Passage given:
- - - - - - -

Quick take on the story: A promising young surfer is presented with a threat -- a Hawaiian war club studded with shark teeth -- just before a high-stakes competition. Shortly afterward, his body is pulled from the waves, crushed. Ancient legend, modern greed, the everyday surfing lifestyle, all are wound into the ensuing mystery.
The book is the second in a series built around lawyer-sleuth Storm Kayama, who first hit print in 2002 while exploring deathly incidents on the Big Island in "Primitive Secrets."
By turning to surfing for this book, Atkinson was in familiar territory, although she's more of a little-wave surfer. "I had to get all my big-wave information from other people," she says. "I like it when it's 1 to 3 and glassy."
Of the titular "green room," though, she knows of what she writes. The surfing term refers to that churning underwater place where a wave can hold you down and shove you around, to the point where you start worrying if you'll be allowed to breathe again.

- - - - - - -

Exercise requirements:
A) Reproduce the passage on the surfing mystery from "By turning to" to "to breathe again.".
B) Render this sentence from the passage on the surfing mystery in Spanish: "By turning to surfing for this book, Atkinson was in familiar territory, although she's more of a little-wave surfer."
You won't need the material that comes next.

Provided data:
- - - - - - -

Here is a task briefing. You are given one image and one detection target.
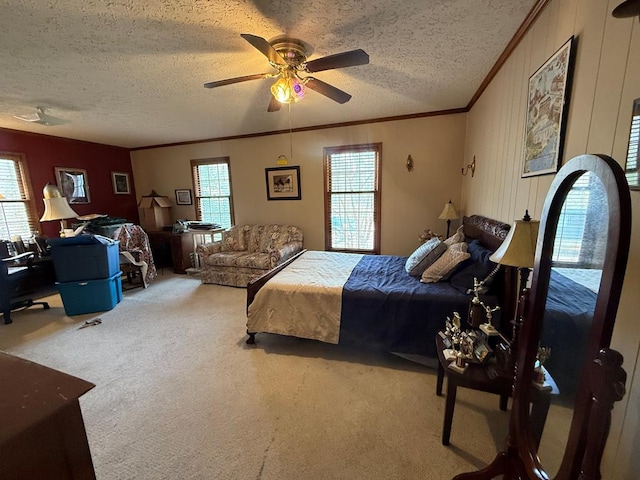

- - - - - - -

Worked answers:
A)
By turning to surfing for this book, Atkinson was in familiar territory, although she's more of a little-wave surfer. "I had to get all my big-wave information from other people," she says. "I like it when it's 1 to 3 and glassy."
Of the titular "green room," though, she knows of what she writes. The surfing term refers to that churning underwater place where a wave can hold you down and shove you around, to the point where you start worrying if you'll be allowed to breathe again.

B) Al recurrir al surf para este libro, Atkinson estaba en terreno conocido, aunque ella es más bien una surfista de olas pequeñas.